___ DATA TO USE ___

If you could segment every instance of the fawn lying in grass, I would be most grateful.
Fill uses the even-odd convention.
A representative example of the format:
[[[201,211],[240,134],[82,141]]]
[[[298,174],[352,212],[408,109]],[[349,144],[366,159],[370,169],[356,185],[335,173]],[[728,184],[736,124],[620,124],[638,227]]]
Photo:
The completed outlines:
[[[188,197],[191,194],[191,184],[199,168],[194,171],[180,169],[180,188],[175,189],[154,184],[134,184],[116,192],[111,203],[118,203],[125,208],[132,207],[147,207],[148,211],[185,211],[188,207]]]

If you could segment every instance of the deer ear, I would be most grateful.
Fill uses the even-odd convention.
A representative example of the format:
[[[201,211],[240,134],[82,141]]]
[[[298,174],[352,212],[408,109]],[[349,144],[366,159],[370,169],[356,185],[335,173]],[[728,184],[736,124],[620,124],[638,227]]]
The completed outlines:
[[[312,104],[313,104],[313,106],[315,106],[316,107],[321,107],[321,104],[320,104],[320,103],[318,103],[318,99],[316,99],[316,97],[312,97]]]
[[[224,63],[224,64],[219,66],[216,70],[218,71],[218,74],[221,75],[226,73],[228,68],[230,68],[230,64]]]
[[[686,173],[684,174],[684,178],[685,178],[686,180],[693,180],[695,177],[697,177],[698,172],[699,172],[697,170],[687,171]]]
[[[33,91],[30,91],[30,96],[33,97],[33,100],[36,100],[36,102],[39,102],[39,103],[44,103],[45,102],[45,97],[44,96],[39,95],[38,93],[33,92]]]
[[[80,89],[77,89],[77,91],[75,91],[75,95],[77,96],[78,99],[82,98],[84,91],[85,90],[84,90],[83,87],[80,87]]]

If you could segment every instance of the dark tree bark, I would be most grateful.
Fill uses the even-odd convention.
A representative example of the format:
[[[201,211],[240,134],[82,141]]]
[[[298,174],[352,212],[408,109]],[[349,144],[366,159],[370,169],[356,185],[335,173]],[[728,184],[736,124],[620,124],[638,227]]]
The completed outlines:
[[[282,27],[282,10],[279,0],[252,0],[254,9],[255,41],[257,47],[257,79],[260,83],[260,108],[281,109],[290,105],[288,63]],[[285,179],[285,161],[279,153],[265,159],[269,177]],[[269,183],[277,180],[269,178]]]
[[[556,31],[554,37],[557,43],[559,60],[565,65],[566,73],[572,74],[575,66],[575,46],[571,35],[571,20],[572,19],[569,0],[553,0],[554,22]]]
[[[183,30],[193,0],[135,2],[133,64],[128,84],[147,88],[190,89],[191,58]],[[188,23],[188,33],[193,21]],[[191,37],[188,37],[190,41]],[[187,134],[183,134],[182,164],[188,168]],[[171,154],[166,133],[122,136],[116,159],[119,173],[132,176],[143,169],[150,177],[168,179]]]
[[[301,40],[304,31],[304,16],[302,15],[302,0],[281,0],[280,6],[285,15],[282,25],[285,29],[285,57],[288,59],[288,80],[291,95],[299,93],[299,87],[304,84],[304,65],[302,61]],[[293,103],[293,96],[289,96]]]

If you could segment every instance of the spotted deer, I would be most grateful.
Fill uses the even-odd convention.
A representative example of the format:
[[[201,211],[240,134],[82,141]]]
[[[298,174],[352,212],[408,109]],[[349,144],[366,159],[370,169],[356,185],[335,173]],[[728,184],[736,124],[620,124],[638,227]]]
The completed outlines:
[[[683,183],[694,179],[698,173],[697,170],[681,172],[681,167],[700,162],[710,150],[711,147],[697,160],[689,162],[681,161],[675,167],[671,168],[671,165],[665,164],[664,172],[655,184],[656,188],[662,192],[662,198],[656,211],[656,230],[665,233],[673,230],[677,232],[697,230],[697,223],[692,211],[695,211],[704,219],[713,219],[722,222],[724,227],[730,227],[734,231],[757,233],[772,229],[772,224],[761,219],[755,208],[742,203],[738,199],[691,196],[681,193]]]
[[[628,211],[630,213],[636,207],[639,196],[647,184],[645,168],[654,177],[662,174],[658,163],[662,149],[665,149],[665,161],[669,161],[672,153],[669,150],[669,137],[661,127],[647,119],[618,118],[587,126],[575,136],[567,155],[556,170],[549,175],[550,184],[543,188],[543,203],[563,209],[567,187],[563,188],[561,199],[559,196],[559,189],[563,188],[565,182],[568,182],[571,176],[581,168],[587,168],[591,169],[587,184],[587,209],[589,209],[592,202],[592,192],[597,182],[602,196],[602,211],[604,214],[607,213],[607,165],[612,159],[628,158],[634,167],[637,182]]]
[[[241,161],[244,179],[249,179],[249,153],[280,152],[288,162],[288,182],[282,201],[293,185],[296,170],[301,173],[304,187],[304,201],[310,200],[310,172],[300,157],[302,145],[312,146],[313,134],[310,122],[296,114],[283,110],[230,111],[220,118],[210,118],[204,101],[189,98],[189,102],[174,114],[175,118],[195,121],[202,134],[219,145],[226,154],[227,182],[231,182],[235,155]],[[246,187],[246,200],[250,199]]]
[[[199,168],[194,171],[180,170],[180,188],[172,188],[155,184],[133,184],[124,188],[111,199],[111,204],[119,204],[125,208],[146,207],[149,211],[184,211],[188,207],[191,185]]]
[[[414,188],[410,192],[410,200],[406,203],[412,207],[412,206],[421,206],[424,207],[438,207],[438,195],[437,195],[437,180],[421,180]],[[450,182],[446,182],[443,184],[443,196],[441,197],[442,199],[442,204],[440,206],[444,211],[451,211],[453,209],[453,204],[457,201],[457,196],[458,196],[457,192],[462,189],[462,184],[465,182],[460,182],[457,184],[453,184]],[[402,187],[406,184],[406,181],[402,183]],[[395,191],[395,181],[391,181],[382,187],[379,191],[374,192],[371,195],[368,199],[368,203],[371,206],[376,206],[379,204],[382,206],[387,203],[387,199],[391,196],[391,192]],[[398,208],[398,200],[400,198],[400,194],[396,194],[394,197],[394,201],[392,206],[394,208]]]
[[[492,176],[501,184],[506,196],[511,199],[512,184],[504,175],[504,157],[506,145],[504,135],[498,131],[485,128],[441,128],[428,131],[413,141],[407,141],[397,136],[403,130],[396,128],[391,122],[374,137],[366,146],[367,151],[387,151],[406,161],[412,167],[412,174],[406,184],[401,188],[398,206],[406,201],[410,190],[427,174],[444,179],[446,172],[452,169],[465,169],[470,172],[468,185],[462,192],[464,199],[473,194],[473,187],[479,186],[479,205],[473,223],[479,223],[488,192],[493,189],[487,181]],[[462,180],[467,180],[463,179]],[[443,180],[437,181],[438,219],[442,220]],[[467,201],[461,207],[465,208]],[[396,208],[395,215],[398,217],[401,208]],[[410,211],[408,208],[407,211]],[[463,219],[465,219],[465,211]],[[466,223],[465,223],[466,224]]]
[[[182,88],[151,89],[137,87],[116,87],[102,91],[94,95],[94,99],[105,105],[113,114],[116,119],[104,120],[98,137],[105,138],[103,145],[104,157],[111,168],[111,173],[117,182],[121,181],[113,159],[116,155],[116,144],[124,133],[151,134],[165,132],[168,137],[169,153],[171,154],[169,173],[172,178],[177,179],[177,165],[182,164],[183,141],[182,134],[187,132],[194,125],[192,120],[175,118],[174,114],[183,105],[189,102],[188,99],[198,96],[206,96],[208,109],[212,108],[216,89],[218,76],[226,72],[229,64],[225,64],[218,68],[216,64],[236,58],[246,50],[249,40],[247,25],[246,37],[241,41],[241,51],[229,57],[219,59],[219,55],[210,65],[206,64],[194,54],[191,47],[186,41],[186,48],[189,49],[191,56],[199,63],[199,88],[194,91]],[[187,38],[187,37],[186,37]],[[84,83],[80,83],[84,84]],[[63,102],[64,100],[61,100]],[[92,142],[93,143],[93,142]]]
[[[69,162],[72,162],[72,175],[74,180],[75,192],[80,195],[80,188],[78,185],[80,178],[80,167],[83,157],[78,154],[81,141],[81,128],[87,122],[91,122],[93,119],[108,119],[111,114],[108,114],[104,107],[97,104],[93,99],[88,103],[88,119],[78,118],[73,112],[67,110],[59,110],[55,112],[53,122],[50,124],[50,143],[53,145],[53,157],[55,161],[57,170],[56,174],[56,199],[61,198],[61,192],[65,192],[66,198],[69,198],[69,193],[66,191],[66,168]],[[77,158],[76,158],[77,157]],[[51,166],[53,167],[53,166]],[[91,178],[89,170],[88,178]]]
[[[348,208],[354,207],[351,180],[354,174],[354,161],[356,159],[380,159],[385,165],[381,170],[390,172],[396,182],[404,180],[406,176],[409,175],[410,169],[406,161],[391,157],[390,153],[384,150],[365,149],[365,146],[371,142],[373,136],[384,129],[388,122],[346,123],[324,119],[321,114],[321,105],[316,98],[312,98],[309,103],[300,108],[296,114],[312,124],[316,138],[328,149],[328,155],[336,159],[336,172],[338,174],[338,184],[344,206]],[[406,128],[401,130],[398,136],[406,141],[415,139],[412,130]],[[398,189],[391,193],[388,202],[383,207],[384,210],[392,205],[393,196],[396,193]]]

___

# PROBLEM TO SOLVE
Tally the lines in the records above that contain the word "instance". Give only the resulting number.

# WRITTEN SOLUTION
4